*** Opening Supplied material ***

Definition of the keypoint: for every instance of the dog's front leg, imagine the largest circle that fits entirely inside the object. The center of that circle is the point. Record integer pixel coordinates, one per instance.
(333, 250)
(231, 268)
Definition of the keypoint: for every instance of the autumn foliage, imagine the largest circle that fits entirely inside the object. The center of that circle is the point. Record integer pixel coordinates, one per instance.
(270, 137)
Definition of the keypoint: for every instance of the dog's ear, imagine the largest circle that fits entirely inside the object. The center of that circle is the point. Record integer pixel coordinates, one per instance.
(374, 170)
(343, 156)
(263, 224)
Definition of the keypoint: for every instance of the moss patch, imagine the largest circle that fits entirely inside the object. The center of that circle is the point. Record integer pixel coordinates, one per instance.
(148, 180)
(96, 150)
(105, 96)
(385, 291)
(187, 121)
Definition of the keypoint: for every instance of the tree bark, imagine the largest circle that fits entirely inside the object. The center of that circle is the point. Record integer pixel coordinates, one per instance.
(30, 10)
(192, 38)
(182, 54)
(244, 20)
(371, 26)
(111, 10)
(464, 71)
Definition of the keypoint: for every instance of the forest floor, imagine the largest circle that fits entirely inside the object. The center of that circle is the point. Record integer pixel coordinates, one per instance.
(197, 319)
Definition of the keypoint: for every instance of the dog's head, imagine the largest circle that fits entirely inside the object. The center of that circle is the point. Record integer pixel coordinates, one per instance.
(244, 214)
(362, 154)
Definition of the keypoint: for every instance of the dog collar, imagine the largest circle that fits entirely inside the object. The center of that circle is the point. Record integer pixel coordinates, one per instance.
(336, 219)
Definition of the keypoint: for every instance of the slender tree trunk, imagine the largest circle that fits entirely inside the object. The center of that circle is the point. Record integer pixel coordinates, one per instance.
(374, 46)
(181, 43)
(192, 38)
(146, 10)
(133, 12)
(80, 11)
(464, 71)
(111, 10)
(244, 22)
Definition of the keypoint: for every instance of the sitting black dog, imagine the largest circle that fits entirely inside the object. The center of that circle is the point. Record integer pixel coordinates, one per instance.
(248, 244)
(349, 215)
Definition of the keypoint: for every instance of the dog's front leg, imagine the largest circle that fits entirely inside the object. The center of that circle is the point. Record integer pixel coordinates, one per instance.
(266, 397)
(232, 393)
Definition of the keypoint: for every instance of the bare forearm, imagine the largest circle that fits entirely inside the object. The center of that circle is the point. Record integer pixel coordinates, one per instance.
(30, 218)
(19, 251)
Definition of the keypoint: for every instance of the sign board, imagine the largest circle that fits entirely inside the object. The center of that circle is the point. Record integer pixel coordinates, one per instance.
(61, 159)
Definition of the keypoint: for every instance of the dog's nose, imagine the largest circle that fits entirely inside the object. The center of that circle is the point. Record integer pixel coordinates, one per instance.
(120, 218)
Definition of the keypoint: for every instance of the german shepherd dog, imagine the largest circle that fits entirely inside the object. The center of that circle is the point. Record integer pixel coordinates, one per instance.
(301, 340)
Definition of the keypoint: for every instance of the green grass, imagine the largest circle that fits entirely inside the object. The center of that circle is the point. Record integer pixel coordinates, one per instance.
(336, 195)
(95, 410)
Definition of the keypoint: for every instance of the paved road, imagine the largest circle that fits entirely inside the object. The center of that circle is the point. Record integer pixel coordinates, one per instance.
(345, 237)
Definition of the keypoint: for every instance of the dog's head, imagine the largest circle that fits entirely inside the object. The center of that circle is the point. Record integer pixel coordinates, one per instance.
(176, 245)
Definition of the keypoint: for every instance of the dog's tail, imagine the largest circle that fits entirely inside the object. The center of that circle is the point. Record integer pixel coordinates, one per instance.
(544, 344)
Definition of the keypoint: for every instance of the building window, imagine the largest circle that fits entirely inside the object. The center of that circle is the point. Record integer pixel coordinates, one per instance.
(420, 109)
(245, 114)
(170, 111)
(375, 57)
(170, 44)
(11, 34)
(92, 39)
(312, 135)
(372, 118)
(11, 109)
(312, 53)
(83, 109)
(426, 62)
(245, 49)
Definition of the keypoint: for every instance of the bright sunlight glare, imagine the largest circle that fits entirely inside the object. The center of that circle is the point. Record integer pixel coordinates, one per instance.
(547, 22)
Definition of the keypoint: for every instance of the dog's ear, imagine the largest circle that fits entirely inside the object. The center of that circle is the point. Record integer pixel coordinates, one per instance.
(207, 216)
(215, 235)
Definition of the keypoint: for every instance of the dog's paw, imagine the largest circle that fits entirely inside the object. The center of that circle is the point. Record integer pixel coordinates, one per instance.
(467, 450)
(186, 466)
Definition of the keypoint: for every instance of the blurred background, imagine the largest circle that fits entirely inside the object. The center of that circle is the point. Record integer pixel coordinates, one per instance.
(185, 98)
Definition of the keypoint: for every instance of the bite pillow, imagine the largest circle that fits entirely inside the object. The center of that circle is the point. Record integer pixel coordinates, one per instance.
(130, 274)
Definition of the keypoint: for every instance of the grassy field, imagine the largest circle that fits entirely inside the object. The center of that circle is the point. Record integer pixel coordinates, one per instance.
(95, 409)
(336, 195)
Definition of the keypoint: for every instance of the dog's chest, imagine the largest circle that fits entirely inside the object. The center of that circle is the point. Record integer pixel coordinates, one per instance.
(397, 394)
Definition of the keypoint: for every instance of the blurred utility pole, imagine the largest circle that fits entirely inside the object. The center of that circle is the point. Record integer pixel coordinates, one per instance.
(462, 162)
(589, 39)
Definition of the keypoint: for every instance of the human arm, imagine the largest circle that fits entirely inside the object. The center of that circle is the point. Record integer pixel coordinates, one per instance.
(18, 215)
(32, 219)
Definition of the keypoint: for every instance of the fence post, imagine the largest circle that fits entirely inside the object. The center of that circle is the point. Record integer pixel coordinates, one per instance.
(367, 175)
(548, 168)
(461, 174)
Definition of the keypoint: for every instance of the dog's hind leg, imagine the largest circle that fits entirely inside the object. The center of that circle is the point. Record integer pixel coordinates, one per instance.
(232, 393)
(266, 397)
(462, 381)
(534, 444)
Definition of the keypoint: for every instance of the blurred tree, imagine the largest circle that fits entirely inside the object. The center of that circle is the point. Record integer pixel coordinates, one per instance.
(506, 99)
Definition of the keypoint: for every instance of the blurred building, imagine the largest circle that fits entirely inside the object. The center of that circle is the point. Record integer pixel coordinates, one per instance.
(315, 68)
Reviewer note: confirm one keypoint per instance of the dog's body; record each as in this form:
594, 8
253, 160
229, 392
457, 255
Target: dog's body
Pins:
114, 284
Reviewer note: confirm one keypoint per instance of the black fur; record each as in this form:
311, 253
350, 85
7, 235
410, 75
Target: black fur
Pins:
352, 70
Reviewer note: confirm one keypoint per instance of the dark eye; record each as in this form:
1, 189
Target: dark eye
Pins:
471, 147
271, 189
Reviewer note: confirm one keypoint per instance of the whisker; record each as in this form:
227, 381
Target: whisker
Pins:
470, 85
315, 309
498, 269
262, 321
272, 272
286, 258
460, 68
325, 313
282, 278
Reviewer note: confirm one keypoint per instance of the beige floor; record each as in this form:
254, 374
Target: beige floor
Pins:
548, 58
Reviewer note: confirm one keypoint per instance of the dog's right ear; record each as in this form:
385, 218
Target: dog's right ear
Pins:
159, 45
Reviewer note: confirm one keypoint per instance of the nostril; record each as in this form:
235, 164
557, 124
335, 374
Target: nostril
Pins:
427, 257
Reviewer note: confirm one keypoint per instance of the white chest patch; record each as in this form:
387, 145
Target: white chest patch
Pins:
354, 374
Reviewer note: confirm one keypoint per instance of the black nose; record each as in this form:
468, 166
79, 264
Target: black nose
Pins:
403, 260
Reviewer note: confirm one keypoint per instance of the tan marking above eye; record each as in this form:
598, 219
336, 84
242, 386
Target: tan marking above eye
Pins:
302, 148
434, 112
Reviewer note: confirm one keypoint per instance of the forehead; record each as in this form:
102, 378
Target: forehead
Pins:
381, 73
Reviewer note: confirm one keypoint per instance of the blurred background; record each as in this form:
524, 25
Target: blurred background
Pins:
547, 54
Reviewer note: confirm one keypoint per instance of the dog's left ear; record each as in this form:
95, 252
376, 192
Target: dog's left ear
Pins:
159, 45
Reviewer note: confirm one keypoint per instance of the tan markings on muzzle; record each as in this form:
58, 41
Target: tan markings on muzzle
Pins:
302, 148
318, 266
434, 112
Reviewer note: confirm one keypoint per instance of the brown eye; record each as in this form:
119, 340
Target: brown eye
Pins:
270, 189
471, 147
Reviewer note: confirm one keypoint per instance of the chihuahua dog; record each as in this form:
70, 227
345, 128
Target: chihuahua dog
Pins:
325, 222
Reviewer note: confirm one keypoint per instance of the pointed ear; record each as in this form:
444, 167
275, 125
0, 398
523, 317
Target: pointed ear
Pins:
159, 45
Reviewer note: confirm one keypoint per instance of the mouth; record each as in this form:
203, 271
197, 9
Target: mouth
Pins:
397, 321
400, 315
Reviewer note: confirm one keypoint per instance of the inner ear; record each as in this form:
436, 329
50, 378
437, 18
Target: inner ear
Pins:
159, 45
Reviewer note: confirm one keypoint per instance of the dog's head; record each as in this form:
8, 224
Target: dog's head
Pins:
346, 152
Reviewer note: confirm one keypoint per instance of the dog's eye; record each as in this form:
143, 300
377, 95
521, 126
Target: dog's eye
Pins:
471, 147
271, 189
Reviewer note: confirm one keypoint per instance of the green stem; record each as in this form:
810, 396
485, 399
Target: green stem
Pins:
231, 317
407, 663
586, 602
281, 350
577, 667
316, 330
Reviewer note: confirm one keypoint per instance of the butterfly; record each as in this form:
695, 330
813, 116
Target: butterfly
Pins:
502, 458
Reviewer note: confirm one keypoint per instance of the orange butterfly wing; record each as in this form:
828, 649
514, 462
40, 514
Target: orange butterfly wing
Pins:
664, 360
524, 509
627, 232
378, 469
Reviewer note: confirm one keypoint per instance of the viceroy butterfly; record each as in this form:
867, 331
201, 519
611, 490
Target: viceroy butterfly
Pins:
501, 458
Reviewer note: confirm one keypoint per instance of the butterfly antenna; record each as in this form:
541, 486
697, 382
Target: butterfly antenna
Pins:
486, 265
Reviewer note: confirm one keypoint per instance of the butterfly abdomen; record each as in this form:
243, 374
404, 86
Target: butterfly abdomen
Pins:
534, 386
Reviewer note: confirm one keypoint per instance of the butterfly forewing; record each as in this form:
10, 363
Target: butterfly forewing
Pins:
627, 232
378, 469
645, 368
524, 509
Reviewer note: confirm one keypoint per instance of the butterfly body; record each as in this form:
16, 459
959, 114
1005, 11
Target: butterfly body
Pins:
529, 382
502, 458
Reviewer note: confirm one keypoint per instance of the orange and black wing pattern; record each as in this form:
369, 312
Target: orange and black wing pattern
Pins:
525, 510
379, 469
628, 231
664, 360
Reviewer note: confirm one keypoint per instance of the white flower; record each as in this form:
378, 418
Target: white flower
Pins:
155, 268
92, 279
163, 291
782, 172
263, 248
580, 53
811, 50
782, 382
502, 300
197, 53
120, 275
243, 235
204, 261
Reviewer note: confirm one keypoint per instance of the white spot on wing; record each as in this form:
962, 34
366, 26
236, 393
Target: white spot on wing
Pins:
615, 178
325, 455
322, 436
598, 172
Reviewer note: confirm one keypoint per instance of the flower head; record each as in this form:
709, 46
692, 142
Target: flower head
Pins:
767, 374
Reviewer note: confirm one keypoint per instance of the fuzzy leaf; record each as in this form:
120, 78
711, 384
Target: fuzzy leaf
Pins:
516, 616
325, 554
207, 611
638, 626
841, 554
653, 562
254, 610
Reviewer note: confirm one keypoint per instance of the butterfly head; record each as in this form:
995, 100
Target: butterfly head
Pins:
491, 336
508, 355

*** Closing Supplied material ***

### Task objective
Nothing but a number is asked for: how many lines of the records contain the word "flower"?

### Task result
4